PROBLEM TO SOLVE -
Before writing out the records, remove the pictures; keep everything else exact.

INPUT -
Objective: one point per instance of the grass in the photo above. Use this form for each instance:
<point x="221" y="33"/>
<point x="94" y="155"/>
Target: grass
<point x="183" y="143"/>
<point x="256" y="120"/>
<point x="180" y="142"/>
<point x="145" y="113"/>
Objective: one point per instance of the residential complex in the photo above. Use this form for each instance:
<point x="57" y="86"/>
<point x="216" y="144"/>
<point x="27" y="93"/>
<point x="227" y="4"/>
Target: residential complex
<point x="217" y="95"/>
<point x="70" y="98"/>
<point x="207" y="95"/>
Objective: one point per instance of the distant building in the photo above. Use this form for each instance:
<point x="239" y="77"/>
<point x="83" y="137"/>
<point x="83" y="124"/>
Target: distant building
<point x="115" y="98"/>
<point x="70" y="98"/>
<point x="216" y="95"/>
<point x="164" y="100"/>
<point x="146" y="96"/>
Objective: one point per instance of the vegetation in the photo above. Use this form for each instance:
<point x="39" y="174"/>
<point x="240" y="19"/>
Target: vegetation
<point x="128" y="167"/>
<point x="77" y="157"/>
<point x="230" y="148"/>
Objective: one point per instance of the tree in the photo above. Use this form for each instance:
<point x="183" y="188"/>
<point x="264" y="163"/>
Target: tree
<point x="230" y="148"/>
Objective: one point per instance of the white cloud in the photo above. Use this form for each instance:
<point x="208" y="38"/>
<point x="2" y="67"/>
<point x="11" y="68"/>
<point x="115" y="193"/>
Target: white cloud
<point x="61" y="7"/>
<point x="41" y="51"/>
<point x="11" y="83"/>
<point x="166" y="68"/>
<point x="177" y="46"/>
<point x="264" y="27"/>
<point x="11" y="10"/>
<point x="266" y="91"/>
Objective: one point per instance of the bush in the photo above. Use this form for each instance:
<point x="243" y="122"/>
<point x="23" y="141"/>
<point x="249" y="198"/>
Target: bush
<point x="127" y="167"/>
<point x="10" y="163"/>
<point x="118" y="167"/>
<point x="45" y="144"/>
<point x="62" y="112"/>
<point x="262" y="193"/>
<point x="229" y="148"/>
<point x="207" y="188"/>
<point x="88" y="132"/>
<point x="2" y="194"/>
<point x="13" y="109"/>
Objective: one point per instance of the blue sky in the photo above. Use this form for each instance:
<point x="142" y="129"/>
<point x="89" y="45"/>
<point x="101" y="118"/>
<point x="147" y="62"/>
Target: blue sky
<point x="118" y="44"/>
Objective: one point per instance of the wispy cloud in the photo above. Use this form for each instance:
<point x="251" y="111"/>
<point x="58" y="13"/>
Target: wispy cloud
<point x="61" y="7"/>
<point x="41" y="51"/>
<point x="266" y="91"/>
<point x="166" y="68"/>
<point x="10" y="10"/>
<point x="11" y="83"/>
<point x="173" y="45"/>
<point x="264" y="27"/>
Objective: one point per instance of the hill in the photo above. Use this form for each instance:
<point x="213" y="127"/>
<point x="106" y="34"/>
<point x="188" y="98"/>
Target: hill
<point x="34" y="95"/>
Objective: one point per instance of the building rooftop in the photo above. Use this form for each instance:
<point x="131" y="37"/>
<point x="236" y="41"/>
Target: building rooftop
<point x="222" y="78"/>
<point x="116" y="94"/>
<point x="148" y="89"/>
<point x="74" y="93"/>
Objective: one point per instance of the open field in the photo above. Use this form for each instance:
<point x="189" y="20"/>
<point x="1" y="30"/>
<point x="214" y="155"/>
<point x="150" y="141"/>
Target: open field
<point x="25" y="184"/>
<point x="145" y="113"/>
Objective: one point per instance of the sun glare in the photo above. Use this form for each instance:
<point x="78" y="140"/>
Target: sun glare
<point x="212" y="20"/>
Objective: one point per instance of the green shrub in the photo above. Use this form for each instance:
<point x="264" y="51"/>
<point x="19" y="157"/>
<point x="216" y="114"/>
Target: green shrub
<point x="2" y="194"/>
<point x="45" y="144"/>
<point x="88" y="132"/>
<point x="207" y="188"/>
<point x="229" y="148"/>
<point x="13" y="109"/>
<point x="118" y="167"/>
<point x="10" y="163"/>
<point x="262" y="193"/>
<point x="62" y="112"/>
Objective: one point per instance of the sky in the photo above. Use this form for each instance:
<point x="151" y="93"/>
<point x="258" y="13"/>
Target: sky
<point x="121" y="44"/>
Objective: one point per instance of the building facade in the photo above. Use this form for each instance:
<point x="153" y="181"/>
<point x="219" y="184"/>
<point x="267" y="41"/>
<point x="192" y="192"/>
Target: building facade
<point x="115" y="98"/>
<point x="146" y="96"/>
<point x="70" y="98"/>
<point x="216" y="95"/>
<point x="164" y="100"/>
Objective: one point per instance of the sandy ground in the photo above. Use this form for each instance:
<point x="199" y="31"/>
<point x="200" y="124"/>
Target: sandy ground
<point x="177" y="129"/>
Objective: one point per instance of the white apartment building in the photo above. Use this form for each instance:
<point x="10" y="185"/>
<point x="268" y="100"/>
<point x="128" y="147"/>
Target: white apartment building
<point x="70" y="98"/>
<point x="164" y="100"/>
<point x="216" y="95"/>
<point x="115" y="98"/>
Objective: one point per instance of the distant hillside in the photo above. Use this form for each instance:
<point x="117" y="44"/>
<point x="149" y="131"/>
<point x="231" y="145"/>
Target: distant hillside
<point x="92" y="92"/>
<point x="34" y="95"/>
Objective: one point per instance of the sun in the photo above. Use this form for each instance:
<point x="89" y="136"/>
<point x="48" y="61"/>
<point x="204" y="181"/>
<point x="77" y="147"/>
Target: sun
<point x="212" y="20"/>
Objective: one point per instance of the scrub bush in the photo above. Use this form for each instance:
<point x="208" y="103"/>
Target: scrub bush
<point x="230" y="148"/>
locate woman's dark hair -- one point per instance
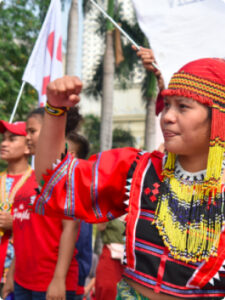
(81, 143)
(73, 121)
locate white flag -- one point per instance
(182, 30)
(45, 62)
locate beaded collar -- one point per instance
(189, 217)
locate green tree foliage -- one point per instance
(91, 128)
(20, 22)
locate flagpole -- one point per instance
(17, 102)
(119, 28)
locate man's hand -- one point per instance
(148, 60)
(6, 220)
(64, 91)
(56, 289)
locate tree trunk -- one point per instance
(72, 38)
(150, 128)
(107, 99)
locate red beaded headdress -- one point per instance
(204, 81)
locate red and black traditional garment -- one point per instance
(122, 181)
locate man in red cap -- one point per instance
(15, 182)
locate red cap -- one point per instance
(17, 128)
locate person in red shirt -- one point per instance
(45, 265)
(13, 185)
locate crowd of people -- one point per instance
(161, 214)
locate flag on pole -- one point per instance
(45, 62)
(182, 30)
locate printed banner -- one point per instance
(182, 30)
(45, 62)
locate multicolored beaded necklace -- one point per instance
(188, 216)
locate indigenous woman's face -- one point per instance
(33, 129)
(185, 124)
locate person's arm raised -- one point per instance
(61, 93)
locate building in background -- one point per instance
(129, 108)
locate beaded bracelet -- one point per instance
(55, 111)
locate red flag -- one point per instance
(45, 62)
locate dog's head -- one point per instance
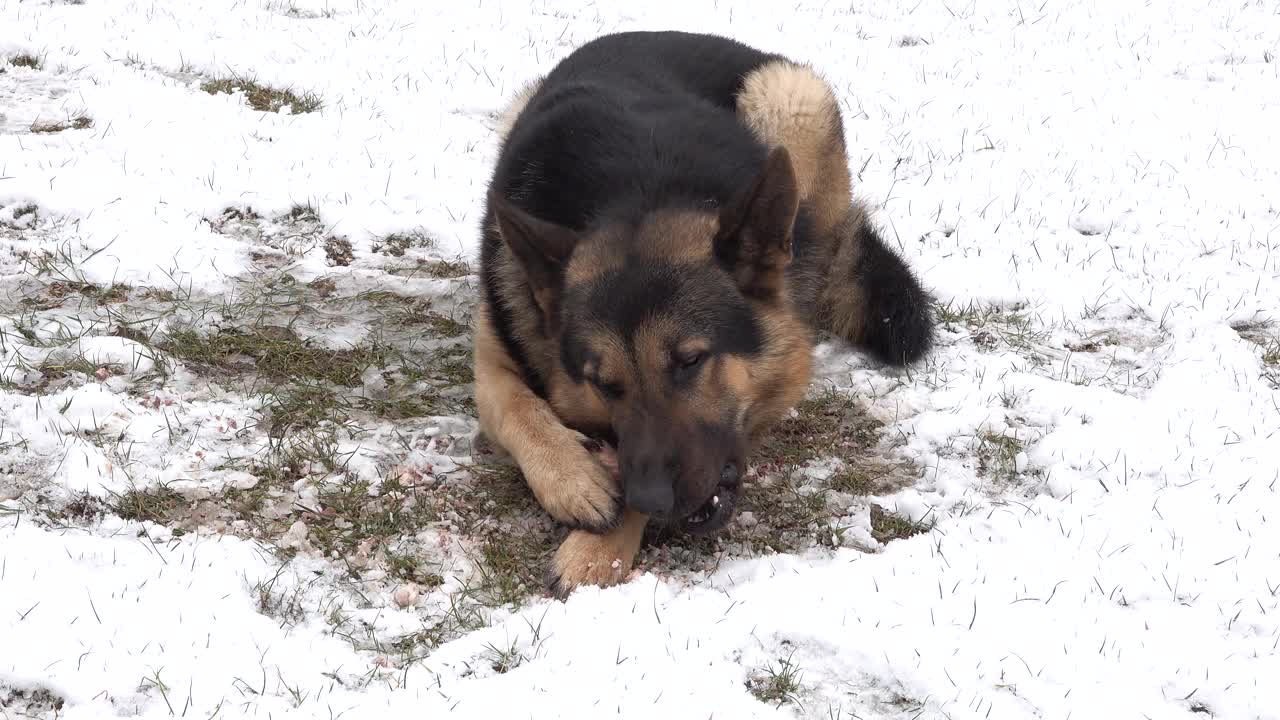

SOLUTION TO THIS PROBLEM -
Objective: one point per instance of the grass in the photo above. Use this form for each instance:
<point x="221" y="33"/>
<point x="94" y="155"/>
Target: grass
<point x="183" y="143"/>
<point x="256" y="120"/>
<point x="180" y="142"/>
<point x="145" y="113"/>
Objective: one point per instance of the residential complex in the photo above. Use this form for each instance:
<point x="57" y="86"/>
<point x="216" y="144"/>
<point x="27" y="93"/>
<point x="227" y="4"/>
Target: residential complex
<point x="217" y="95"/>
<point x="70" y="98"/>
<point x="207" y="95"/>
Objective: one point per instance of the distant building in the photo above. Use this form for each instance:
<point x="239" y="77"/>
<point x="83" y="137"/>
<point x="83" y="124"/>
Target: distant building
<point x="115" y="98"/>
<point x="70" y="98"/>
<point x="216" y="95"/>
<point x="164" y="100"/>
<point x="146" y="96"/>
Objective: one point per instance of the vegetation in the photo above. Use this form for each instance:
<point x="39" y="174"/>
<point x="240" y="19"/>
Target: vegetation
<point x="128" y="167"/>
<point x="77" y="157"/>
<point x="230" y="148"/>
Objective: one point per instance of the tree in the photo above. Use this form for each instance:
<point x="183" y="188"/>
<point x="264" y="163"/>
Target: tree
<point x="230" y="148"/>
Objective: one point per instance of the white cloud in the photo above. Use this form for each instance:
<point x="208" y="38"/>
<point x="2" y="67"/>
<point x="11" y="68"/>
<point x="115" y="193"/>
Target: white cloud
<point x="61" y="7"/>
<point x="41" y="51"/>
<point x="11" y="83"/>
<point x="166" y="68"/>
<point x="177" y="46"/>
<point x="264" y="27"/>
<point x="11" y="10"/>
<point x="266" y="91"/>
Objective: one point per instance of the bush in the photo above. Use this form for each instance:
<point x="243" y="122"/>
<point x="23" y="141"/>
<point x="249" y="198"/>
Target: bush
<point x="127" y="167"/>
<point x="10" y="163"/>
<point x="118" y="167"/>
<point x="45" y="144"/>
<point x="62" y="112"/>
<point x="262" y="193"/>
<point x="229" y="148"/>
<point x="207" y="188"/>
<point x="88" y="132"/>
<point x="2" y="194"/>
<point x="13" y="109"/>
Objective: one point per instance of the blue sky in the photo above. Use this form for each instance:
<point x="142" y="129"/>
<point x="89" y="45"/>
<point x="101" y="118"/>
<point x="147" y="62"/>
Target: blue sky
<point x="118" y="44"/>
Objective: one point per instance of the wispy cloud in the photo above. Use this form for each instance:
<point x="251" y="111"/>
<point x="58" y="13"/>
Target: wispy cloud
<point x="61" y="7"/>
<point x="41" y="51"/>
<point x="266" y="91"/>
<point x="166" y="68"/>
<point x="10" y="10"/>
<point x="11" y="83"/>
<point x="173" y="45"/>
<point x="264" y="27"/>
Objective: one point per instance of the hill in the photo above. Use this form for each instance:
<point x="213" y="127"/>
<point x="106" y="34"/>
<point x="188" y="98"/>
Target: hill
<point x="34" y="95"/>
Objective: one point per instance of the building rooftop in the photo above. Use this form for each instance:
<point x="131" y="37"/>
<point x="236" y="41"/>
Target: building rooftop
<point x="222" y="78"/>
<point x="116" y="94"/>
<point x="148" y="89"/>
<point x="74" y="93"/>
Objective: one point per instance of the open field in the photo above. Use this form for each instance:
<point x="189" y="20"/>
<point x="1" y="30"/>
<point x="214" y="155"/>
<point x="150" y="141"/>
Target: open field
<point x="25" y="184"/>
<point x="145" y="113"/>
Objective: one point per instance of the sun glare in the photo above. Use this form for each instance:
<point x="78" y="140"/>
Target: sun glare
<point x="212" y="20"/>
Objective: one point per instance of the green shrub in the photo above. Use this form for each instance:
<point x="264" y="51"/>
<point x="19" y="157"/>
<point x="216" y="114"/>
Target: green shrub
<point x="2" y="194"/>
<point x="45" y="144"/>
<point x="88" y="132"/>
<point x="207" y="188"/>
<point x="229" y="148"/>
<point x="13" y="109"/>
<point x="118" y="167"/>
<point x="10" y="163"/>
<point x="262" y="193"/>
<point x="62" y="112"/>
Objective: one point per instance of the sky in the photo above. Use this form for each instance:
<point x="151" y="93"/>
<point x="258" y="13"/>
Target: sky
<point x="121" y="44"/>
Objective: one point per instance of the building facade in the photo above. Use this form for each instance:
<point x="153" y="181"/>
<point x="219" y="184"/>
<point x="267" y="41"/>
<point x="192" y="192"/>
Target: building facade
<point x="115" y="98"/>
<point x="146" y="96"/>
<point x="70" y="98"/>
<point x="216" y="95"/>
<point x="164" y="100"/>
Objective: one point per instance of the sandy ground in the photo above. Use this form for each instance:
<point x="199" y="31"/>
<point x="200" y="124"/>
Target: sandy ground
<point x="177" y="129"/>
Objective: one point per instance of the white apartment building in the photo above. Use this form for each instance:
<point x="10" y="185"/>
<point x="268" y="100"/>
<point x="128" y="147"/>
Target: white apartment building
<point x="70" y="98"/>
<point x="164" y="100"/>
<point x="216" y="95"/>
<point x="115" y="98"/>
Objective: one point per instance of the distant hillside in the photo above. Use this form for each instance:
<point x="117" y="44"/>
<point x="149" y="131"/>
<point x="231" y="145"/>
Target: distant hillside
<point x="92" y="92"/>
<point x="34" y="95"/>
Objective: one point per instance of the sun in the photo above. Use this form for each instance:
<point x="89" y="136"/>
<point x="48" y="61"/>
<point x="204" y="181"/>
<point x="77" y="147"/>
Target: sun
<point x="212" y="20"/>
Objective: one point per instance of the scrub bush in the photo above. Use this form for each instance:
<point x="208" y="103"/>
Target: scrub bush
<point x="230" y="148"/>
locate woman's dark hair -- one point per instance
(81, 143)
(73, 121)
locate white flag -- one point per instance
(182, 30)
(45, 62)
locate beaded collar -- one point per instance
(189, 217)
locate green tree foliage -- one point per instance
(91, 128)
(20, 22)
locate flagpole -- one point per instance
(17, 102)
(119, 28)
locate man's hand -- one point per instance
(148, 60)
(6, 220)
(64, 91)
(56, 289)
locate tree trunk -- one point per instance
(72, 38)
(150, 128)
(107, 99)
locate red beaded headdress -- one point per instance
(204, 81)
locate red and black traditional garment -- one point per instance
(122, 181)
locate man in red cap -- one point per instance
(15, 182)
locate red cap -- one point per instance
(17, 128)
locate person in red shirt -- one point per instance
(45, 265)
(13, 185)
locate crowd of people -- one point per instance
(161, 214)
locate flag on pole -- one point per instance
(45, 62)
(182, 30)
locate printed banner -- one point per instance
(182, 30)
(45, 62)
locate multicolored beaded necklace -- one point per instance
(188, 216)
locate indigenous woman's face -- one point per instance
(33, 129)
(185, 124)
locate person's arm raised -- one point per instance
(61, 93)
locate building in background -- one point per instance
(129, 108)
locate beaded bracelet -- one point per instance
(55, 111)
locate red flag -- one point per instance
(45, 62)
locate dog's head -- one point per instance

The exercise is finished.